• **Ausgewählter Abschnitt**
Samstag, 8. September 2012

KOMMENTAR | Der Tag danach

von Richard Löscher

Eine schlicht gekleidete Dame mittleren Alters tritt durch eine übergroße Tür an ein Rednerpult und beginnt zu sprechen. Man könnte meinen, es handle sich um einen Vortrag zum Thema Gesundheit, der niemanden wirklich interessiert, der aber doch gut besucht wird. Doch die Dame, die da vor einer überraschend großen Menge von Zuhörern spricht, erzählt nichts von rhythmischer Sportgymnastik und schimpft auch nicht über Vitaminzusätze, ihre Worte entscheiden über die Zukunft unseres Landes.

Zugegeben, diese Beschreibung dramatisiert und ist überzogen, aber dennoch: Jubel und Enttäuschung lagen nah bei einander an diesem Nachmittag des 03. Septembers, als Wahlleiterin Ludmilla Hoch das Ergebnis der 224. Senatswahl bekannt gibt.

• **Datensätze zum Zeigen auf benannte Objekte**
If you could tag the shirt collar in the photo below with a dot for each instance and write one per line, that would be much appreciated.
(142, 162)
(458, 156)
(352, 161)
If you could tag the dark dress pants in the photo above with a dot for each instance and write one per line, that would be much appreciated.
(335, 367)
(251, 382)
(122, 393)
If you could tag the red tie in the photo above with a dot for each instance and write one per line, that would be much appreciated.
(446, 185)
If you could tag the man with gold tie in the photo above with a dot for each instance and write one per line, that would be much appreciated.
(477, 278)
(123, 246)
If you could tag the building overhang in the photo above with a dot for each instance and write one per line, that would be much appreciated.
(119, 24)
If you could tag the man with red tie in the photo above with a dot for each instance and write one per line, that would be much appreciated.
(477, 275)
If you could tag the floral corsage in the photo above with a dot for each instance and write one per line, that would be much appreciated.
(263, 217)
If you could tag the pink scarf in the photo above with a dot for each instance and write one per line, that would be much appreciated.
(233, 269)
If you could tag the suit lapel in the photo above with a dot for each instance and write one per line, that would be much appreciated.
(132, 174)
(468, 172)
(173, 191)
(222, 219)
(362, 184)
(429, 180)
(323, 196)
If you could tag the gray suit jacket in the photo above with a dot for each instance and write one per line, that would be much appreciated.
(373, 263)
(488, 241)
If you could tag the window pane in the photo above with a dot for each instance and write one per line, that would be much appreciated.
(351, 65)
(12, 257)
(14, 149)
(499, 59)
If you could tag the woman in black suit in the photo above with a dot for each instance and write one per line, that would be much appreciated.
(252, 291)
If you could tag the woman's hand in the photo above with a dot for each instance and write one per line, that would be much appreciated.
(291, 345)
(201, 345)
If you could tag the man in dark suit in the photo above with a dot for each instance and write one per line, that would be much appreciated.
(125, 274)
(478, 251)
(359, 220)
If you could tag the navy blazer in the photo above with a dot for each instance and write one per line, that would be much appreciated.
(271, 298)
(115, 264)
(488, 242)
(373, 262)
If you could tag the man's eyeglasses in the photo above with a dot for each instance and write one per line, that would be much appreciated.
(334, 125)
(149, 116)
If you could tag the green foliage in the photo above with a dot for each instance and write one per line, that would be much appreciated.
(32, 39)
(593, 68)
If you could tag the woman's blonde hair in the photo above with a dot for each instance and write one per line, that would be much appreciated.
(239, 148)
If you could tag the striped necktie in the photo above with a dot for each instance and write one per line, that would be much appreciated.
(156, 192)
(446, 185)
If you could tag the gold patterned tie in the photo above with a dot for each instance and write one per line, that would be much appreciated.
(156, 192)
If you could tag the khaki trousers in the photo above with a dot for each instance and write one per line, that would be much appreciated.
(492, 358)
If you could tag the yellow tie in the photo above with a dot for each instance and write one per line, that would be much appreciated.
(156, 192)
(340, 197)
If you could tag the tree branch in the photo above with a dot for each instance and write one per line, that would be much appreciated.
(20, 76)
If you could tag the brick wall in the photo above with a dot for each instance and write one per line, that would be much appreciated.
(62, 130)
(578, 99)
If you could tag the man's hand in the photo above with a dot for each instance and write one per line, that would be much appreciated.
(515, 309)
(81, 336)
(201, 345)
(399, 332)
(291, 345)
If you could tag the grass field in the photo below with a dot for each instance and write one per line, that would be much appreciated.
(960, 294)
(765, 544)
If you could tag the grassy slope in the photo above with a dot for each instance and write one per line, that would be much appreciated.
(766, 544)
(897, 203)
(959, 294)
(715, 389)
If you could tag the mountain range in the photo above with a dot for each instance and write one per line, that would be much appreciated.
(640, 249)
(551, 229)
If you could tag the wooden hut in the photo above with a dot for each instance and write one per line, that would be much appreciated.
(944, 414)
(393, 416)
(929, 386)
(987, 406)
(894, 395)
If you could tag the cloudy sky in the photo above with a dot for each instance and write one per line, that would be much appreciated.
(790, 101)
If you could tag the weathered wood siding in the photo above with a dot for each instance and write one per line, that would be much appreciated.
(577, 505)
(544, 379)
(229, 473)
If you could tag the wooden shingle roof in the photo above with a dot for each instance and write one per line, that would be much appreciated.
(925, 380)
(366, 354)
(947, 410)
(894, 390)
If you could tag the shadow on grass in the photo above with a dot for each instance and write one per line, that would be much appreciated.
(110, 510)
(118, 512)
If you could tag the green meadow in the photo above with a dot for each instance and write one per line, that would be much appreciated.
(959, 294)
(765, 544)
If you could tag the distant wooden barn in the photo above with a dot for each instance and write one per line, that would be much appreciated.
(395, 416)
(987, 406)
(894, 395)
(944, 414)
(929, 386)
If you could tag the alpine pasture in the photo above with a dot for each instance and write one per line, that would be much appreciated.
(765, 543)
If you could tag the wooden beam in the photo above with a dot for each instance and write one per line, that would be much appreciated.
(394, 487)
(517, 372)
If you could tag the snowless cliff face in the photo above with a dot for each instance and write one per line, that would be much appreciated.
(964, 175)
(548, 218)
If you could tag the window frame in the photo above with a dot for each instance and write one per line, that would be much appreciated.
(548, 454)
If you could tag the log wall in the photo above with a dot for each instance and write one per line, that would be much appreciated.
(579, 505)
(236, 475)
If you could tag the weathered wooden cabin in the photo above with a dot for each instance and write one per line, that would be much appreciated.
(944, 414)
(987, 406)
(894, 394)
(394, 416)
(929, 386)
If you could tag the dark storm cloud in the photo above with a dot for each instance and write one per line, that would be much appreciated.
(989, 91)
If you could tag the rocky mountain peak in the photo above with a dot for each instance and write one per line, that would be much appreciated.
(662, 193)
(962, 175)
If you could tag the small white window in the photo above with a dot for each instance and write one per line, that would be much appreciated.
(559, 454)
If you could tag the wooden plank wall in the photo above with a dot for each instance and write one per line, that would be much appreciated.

• **Aufgaben**
1. Entnehmen Sie dem Kommentar zur Senatswahl wortgetreu die Passage, die mit „Samstag, 8. September“ beginnt und bis einschließlich „Senatswahl bekannt gibt.“ reicht.
2. Wer gab laut dem Kommentar zur Senatswahl das Ergebnis der 224. Senatswahl bekannt?

• **Antworten der Reihe nach**
1.
Samstag, 8. September 2012

KOMMENTAR | Der Tag danach

von Richard Löscher

Eine schlicht gekleidete Dame mittleren Alters tritt durch eine übergroße Tür an ein Rednerpult und beginnt zu sprechen. Man könnte meinen, es handle sich um einen Vortrag zum Thema Gesundheit, der niemanden wirklich interessiert, der aber doch gut besucht wird. Doch die Dame, die da vor einer überraschend großen Menge von Zuhörern spricht, erzählt nichts von rhythmischer Sportgymnastik und schimpft auch nicht über Vitaminzusätze, ihre Worte entscheiden über die Zukunft unseres Landes.

Zugegeben, diese Beschreibung dramatisiert und ist überzogen, aber dennoch: Jubel und Enttäuschung lagen nah bei einander an diesem Nachmittag des 03. Septembers, als Wahlleiterin Ludmilla Hoch das Ergebnis der 224. Senatswahl bekannt gibt.

2. Wahlleiterin Ludmilla Hoch